▶ _ACTION ITEM_:
Repeat, word for word, the news article below about nurses threatening to strike over weekend pay.

DOCUMENT SEGMENT Start Marker

Nurses may call strike if Government tries to cut pay as David Cameron vows to deliver 'truly seven-day NHS' plans

Exclusive: Royal College of Nursing issues ‘strong warning’ to Health Secretary not to attack weekend payments, as discontent mounts in other industries

Nurses will take industrial action if the Government tries to cut pay to deliver its election promise of a “truly seven-day NHS”, the leader of Britain’s biggest nursing union has warned.

In what he called “a strong warning to the Secretary of State”, Dr Peter Carter, the general secretary of the Royal College of Nursing, told The Independent that any “attacks on unsocial hours or weekend working payments” would be a “red line” for nurses.

His comments raise the prospect of an unprecedented strike, at a time when the Government – eager to change the law to make it harder for workers in essential public services to walk out – faces action from rail workers and teachers.

Next week will see Britain’s first national rail strike in 20 years, while teachers in some areas have been taking part in industrial action over the imposition of academies.

With the NHS in financial crisis, experts have questioned whether extra hospital staffing in the evenings and at weekends – promised in the Conservative manifesto – can be achieved without either holding down or cutting pay rates.

DOCUMENT SEGMENT End Marker
MATERIAL SHOWN Start Marker

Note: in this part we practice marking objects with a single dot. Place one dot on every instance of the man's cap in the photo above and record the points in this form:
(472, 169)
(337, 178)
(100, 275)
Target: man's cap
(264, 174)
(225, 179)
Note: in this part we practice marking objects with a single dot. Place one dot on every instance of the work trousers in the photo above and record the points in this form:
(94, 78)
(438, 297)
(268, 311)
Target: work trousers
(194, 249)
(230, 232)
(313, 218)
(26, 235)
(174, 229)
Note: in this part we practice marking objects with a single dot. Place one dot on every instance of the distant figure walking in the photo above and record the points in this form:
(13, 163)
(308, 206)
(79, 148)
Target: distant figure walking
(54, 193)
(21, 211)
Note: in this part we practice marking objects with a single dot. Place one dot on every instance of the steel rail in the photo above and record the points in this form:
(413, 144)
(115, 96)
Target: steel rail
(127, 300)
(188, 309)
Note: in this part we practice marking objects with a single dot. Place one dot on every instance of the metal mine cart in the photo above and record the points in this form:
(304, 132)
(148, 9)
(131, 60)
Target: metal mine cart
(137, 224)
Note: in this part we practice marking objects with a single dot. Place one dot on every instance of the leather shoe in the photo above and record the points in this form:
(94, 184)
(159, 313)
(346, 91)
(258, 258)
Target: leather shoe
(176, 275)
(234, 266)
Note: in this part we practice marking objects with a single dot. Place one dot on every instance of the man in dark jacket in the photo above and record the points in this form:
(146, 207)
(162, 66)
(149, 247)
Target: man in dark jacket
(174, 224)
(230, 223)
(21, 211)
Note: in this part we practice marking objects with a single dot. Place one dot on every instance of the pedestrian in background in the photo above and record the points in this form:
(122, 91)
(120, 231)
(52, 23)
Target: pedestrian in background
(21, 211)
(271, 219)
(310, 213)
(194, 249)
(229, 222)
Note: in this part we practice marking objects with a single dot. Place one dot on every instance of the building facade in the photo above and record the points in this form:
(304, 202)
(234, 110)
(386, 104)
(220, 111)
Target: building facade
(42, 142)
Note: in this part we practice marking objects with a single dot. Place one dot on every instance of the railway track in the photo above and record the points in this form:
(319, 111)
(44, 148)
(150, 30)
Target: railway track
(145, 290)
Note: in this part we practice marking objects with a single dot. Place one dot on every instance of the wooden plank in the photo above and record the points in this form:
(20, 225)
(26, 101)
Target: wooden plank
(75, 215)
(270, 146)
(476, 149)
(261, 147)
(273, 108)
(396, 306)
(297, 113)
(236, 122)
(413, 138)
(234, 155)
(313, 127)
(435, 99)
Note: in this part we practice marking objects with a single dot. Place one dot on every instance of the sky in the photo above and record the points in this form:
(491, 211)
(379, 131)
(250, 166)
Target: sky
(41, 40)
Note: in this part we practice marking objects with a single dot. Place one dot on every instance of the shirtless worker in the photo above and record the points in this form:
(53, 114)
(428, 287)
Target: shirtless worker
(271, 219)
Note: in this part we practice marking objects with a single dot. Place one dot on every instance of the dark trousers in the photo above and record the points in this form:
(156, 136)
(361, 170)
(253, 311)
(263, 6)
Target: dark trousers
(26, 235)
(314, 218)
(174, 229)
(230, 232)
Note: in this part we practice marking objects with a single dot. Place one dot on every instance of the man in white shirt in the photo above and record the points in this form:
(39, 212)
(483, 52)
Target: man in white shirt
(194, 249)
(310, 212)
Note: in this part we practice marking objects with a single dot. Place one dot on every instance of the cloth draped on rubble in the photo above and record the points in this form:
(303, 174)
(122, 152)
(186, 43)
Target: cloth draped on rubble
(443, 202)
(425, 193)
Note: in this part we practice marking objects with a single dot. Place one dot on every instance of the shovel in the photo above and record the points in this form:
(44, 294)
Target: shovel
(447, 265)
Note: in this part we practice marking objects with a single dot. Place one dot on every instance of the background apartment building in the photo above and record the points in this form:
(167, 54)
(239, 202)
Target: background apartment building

MATERIAL SHOWN End Marker

▶ _YOUR RESPONSE_:
Nurses may call strike if Government tries to cut pay as David Cameron vows to deliver 'truly seven-day NHS' plans

Exclusive: Royal College of Nursing issues ‘strong warning’ to Health Secretary not to attack weekend payments, as discontent mounts in other industries

Nurses will take industrial action if the Government tries to cut pay to deliver its election promise of a “truly seven-day NHS”, the leader of Britain’s biggest nursing union has warned.

In what he called “a strong warning to the Secretary of State”, Dr Peter Carter, the general secretary of the Royal College of Nursing, told The Independent that any “attacks on unsocial hours or weekend working payments” would be a “red line” for nurses.

His comments raise the prospect of an unprecedented strike, at a time when the Government – eager to change the law to make it harder for workers in essential public services to walk out – faces action from rail workers and teachers.

Next week will see Britain’s first national rail strike in 20 years, while teachers in some areas have been taking part in industrial action over the imposition of academies.

With the NHS in financial crisis, experts have questioned whether extra hospital staffing in the evenings and at weekends – promised in the Conservative manifesto – can be achieved without either holding down or cutting pay rates.